* LIST OF TASKS *
- 1) In the article about Doug Oliver, what nickname did a colleague give him?
- 2) From the article about Doug Oliver, repeat the passage beginning at "Mayor Nutter hired" and stopping after "a nickname: Silk.", switching "press secretary" to "spokesman".
- 3) Continue the article about Doug Oliver from where it stops.
START EXTRACTED TEXT
On a frozen Thursday in March, dawn turns the eastern sky a brilliant shade of pink. Doug Oliver doesn't get to see it.

Doug Oliver speaks at The Next Mayor debate at Temple University in Philadelphia on Monday, May 4, 2015. ( STEPHANIE AARONSON / Staff Photographer )
Doug Oliver speaks at The Next Mayor debate at Temple University in Philadelphia on Monday, May 4, 2015. ( STEPHANIE AARONSON / Staff Photographer )Read more

On a frozen Thursday in March, dawn turns the eastern sky a brilliant shade of pink.

Doug Oliver doesn't get to see it.

He's roaming the southbound subway platform at the Erie station, where no light can reach, having come not for a ride, but for votes. He's asking people to make him, a 40-year-old former public-relations executive who has never held public office, the next mayor of Philadelphia.

He works fast, and not just because it's cold.

Every seven minutes, the 40-some people on the platform are whisked away, replaced by another 40 who trickle downstairs for the next rush-hour train. They're security guards, hospital workers, moms with kids, teens on cellphones.

Oliver is determined to meet every one.

"Good morning, sir," Oliver says, introducing himself to an older man. The candidate shakes hands, shares a photo card that outlines his platform - strong schools, stable jobs, fairness - and his social-media contacts, then moves to the next person.

"Who else is running?" demands Joe Murray, 52. "I never heard of you."

Others know him well.

Mayor Nutter hired Oliver as press secretary upon taking office in 2008, as the nation's financial markets veered toward collapse and the city's peril drew relentless local news coverage. Oliver's calm and presence led a colleague to tag him with a nickname: Silk.

He's the grandson of missionaries who taught the Bible in India, the son of a single mother who worked temp jobs to feed him and his brother. He's never met his father.

Growing up in Germantown, Oliver bounced among schools until high school, when he was accepted at the Milton Hershey School, a boarding school for poor children in Hershey, Pa.

At Lock Haven University, he played basketball and studied the Rev. Dr Martin Luther King Jr. His mother's belief in education in his ears, he earned a master's at La Salle University and an MBA from St. Joseph's University.

His middle initial, the "I" in Douglas I. Oliver, stands for Ifanyi, a name from the Igbo people of Nigeria. It means, "With God, all things are possible."

To Oliver, it's a constant reminder that he is called to act: "If any, I."
END EXTRACTED TEXT
START SUPPLIED DATA
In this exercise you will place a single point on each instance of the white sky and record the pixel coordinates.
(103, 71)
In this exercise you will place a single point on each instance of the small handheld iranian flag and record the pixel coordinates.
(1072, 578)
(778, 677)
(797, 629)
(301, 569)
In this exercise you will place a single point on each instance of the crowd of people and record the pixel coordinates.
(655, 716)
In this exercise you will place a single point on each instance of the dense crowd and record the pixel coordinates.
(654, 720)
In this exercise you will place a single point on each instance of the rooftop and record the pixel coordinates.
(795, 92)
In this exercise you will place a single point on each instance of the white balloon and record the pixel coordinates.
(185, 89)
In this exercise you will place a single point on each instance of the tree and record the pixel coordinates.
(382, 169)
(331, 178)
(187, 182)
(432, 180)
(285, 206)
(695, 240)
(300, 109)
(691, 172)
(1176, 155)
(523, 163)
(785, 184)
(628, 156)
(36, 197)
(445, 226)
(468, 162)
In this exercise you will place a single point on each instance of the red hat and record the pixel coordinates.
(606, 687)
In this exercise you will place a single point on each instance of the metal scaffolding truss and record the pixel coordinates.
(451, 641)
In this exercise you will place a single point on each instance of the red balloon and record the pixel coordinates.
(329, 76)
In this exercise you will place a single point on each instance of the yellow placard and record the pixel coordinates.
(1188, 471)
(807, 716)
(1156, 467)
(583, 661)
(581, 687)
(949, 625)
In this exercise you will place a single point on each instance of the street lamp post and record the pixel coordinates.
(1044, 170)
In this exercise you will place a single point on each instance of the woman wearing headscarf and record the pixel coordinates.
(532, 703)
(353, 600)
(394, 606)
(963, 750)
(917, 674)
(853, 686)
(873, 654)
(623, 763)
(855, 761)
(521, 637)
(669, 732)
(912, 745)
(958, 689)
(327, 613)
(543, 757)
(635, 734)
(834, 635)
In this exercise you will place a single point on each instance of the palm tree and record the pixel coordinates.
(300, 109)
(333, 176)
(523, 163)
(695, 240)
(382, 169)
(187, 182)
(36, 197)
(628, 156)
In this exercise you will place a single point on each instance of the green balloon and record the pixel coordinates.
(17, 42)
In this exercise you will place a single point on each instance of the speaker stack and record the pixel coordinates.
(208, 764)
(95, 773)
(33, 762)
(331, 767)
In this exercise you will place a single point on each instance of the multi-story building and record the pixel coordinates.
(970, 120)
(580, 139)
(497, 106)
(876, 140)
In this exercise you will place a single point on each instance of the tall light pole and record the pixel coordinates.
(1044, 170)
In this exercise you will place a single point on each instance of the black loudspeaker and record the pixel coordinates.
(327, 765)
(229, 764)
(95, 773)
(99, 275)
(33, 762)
END SUPPLIED DATA
* ACTIVITY ANSWERS *
- 1) Silk.

- 2)
Mayor Nutter hired Oliver as spokesman upon taking office in 2008, as the nation's financial markets veered toward collapse and the city's peril drew relentless local news coverage. Oliver's calm and presence led a colleague to tag him with a nickname: Silk.

- 3)
Oliver offers himself as a new, young candidate for a changing Philadelphia. Pundits say he has little chance, lacking experience, money, and name recognition.

"He's basically a sideshow," said Randall Miller, a St. Joseph's professor who studies city politics. "He's on the same [debate] panels. Out of courtesy, he gets questions. But nobody really pays much attention to him."

Does Oliver believe he will win? "I believe I can win," he answered.

It will depend, he said, on his ability to turn out frustrated and young voters, who emerged in great numbers for President Obama but generally stay out of local elections.

Talking one-on-one to voters, Oliver wins converts. He's tall and good-looking, formally dressed, eager to offer an ear to those who feel unheard.

"If he could spend 10 minutes with every Philadelphian, he'd win," said Ed Rendell, a fan. "He just comes across as a tremendously likable guy."

The former mayor and governor said he's reluctant to endorse a candidate because friends and allies are running, but "if Doug all of a sudden pulled close in the polls, I might be inclined to endorse him."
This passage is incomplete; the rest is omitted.